- _GIVEN EXERCISE_: Take the line containing "of the grey" and every line after it in the data below, and print them exactly as given, with nothing else.

(Saved entries)

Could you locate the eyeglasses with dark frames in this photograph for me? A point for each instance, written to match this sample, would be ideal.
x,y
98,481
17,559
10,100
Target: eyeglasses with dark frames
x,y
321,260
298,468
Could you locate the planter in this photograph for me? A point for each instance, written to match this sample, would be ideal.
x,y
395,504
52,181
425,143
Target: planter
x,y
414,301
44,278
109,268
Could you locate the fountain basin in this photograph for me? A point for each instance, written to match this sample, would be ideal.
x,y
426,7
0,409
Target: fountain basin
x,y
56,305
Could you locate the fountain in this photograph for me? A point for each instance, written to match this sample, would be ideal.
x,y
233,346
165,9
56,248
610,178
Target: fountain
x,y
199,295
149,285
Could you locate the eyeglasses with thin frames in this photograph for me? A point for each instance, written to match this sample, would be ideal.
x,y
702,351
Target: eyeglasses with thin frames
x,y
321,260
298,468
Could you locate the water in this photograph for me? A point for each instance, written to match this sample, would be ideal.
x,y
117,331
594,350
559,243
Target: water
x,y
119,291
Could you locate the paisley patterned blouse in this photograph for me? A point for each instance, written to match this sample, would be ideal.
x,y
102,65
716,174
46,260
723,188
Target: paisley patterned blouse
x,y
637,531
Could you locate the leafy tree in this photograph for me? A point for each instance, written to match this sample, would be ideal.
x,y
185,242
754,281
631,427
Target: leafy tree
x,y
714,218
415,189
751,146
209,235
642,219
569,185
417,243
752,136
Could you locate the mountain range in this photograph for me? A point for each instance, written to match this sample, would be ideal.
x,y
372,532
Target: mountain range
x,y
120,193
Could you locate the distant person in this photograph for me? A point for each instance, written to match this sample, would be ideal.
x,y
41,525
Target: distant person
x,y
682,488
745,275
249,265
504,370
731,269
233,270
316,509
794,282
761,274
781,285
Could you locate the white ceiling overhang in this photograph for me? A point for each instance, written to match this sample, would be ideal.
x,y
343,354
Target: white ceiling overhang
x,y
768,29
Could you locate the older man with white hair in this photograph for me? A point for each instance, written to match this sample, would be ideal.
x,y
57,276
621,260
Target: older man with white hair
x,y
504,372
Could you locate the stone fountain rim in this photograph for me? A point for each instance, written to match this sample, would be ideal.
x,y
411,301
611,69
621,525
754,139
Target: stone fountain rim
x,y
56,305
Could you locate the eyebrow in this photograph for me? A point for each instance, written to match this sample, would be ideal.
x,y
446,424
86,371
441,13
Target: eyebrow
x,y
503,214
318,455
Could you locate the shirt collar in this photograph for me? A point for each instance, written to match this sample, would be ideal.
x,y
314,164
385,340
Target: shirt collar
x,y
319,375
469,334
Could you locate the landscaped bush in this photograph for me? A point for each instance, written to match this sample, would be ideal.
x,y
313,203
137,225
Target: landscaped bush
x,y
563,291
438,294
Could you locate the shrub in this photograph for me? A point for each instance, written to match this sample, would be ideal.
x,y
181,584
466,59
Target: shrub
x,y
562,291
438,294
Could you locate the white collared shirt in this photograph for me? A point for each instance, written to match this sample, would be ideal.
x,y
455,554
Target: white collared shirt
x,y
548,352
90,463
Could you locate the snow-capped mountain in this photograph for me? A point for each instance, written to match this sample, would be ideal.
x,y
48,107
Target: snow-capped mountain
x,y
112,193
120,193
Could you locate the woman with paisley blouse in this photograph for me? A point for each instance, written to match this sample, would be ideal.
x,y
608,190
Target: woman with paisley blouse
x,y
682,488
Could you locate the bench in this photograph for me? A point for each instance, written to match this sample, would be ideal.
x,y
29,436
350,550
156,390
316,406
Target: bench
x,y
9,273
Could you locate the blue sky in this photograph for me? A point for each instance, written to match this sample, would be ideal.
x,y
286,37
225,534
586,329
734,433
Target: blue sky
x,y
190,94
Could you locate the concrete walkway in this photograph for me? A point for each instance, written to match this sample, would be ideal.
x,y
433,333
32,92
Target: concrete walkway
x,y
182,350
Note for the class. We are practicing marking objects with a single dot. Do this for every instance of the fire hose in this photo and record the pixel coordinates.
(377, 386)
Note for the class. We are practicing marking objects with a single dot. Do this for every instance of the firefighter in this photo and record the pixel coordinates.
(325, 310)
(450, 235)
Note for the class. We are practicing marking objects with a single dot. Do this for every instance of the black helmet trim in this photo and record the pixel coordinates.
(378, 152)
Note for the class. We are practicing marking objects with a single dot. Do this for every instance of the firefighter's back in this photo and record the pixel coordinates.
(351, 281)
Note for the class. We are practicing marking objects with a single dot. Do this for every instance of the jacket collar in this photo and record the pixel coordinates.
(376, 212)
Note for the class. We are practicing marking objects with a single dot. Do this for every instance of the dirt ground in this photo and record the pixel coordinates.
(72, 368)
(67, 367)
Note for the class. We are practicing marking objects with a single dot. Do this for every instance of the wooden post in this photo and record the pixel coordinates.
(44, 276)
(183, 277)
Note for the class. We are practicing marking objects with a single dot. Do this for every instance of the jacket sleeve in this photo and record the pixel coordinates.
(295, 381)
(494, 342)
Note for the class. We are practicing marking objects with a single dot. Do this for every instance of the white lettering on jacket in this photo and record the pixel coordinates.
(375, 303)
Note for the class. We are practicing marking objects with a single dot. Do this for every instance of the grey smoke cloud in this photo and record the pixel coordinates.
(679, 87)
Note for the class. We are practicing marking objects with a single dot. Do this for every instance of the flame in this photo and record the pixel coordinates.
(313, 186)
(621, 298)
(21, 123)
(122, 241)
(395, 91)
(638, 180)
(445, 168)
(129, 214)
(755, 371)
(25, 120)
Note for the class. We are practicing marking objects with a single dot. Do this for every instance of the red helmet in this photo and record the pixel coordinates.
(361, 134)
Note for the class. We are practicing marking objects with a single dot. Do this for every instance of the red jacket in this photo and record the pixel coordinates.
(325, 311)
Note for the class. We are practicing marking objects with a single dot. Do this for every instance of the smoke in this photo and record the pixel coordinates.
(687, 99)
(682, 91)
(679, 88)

- _RESULT OF THE EXERCISE_:
Note for the class. We are practicing marking objects with a single dot. Do this for every instance of the grey smoke cloud in this photo and record the pixel coordinates.
(679, 87)
Note for the class. We are practicing marking objects with a single dot. Do this for every instance of the flame in this photo and record the pixel coordinates.
(313, 186)
(621, 298)
(21, 123)
(122, 241)
(395, 91)
(638, 180)
(445, 168)
(129, 214)
(755, 371)
(25, 120)
Note for the class. We are practicing marking objects with a single dot. Do this for every instance of the red helmet in this photo and record the pixel coordinates.
(361, 134)
Note for the class. We are practicing marking objects with a single dot. Do this for every instance of the red jacket in this photo and record the pixel coordinates.
(325, 311)
Note for the class. We are practicing marking objects with a single dot. Do this for every instance of the smoke in this photo and record the pixel coordinates.
(687, 99)
(682, 91)
(679, 88)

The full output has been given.